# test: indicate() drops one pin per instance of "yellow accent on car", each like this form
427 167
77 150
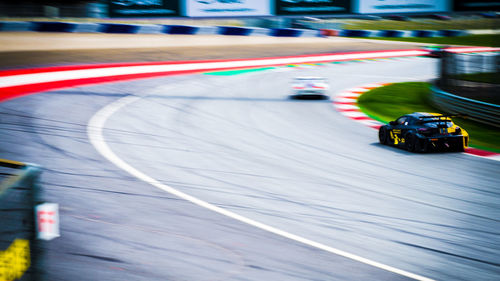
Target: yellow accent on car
15 260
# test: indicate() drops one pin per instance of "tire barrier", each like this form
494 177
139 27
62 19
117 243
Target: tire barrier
234 30
180 29
118 28
285 32
220 30
52 26
20 250
479 111
401 33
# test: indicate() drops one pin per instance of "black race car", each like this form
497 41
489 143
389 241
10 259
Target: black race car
421 132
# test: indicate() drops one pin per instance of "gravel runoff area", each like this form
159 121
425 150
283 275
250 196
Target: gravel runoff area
35 49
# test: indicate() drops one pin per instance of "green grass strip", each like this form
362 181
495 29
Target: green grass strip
487 40
489 77
237 71
389 102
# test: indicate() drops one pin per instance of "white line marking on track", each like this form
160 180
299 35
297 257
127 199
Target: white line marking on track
95 134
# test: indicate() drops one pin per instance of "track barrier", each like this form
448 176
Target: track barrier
24 220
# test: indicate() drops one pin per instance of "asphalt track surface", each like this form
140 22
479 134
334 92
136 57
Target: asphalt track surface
239 143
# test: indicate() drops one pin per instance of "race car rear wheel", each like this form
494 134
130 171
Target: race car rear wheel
411 142
383 135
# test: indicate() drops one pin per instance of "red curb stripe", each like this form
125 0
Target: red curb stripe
479 152
105 65
360 118
348 110
345 103
469 150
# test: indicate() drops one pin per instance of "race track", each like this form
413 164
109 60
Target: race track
239 143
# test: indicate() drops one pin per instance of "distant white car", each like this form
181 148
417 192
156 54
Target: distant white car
310 88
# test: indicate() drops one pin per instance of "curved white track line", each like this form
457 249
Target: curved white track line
95 134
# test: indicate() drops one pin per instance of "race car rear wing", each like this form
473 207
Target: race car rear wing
439 118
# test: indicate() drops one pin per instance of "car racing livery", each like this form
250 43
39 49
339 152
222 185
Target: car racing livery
422 132
309 88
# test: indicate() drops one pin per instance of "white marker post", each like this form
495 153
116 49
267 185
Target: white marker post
47 221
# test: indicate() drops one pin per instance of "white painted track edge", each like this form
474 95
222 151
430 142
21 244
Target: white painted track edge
95 134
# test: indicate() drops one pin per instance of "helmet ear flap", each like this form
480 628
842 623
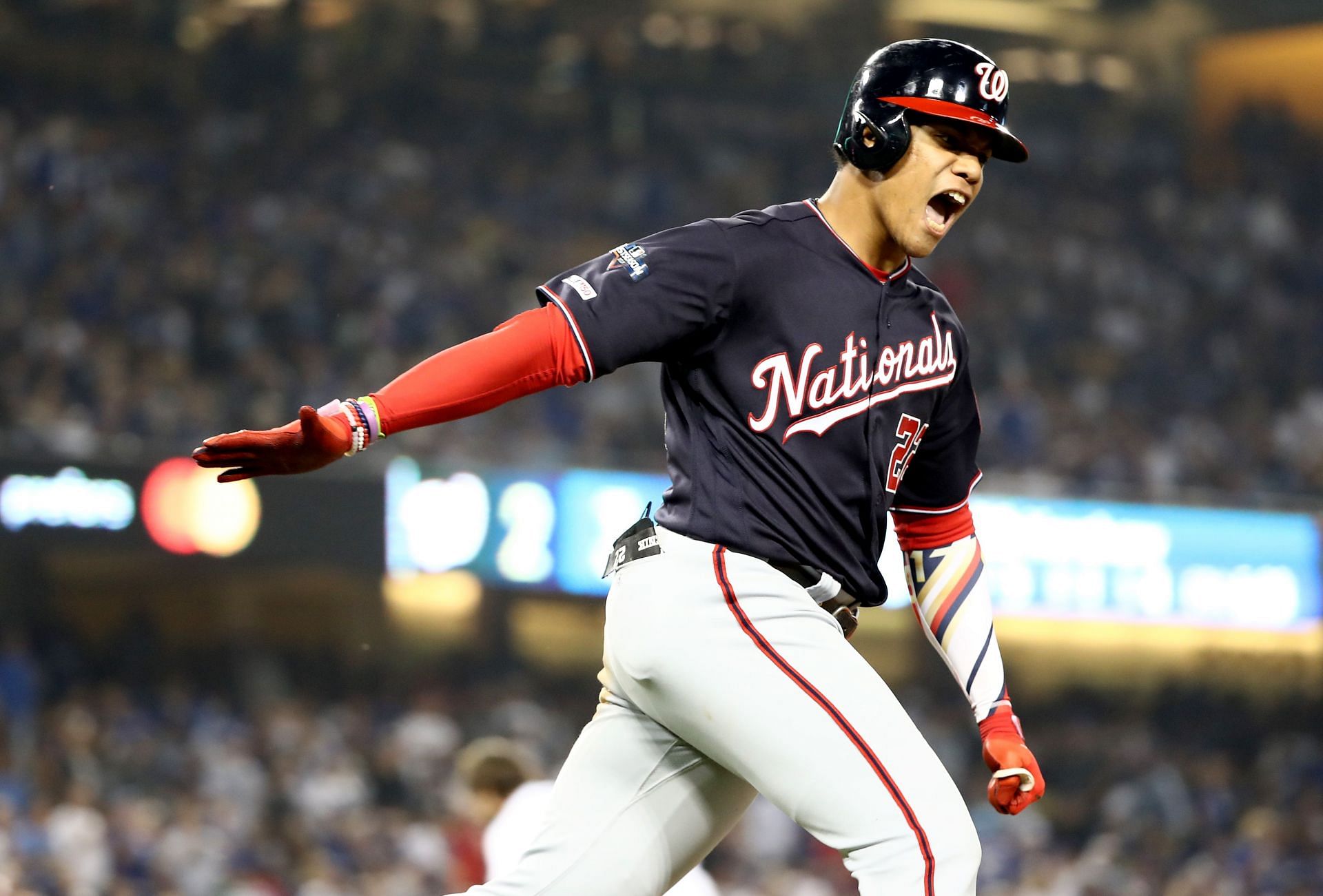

□ □ □ □ □

● Task to carry out:
Pull out every line of the entries that contains the string "area", keeping only those lines. Case counts.

● Response below:
# test: indicate() drops one pin per instance of "gravel runoff area", each like this form
Target: gravel runoff area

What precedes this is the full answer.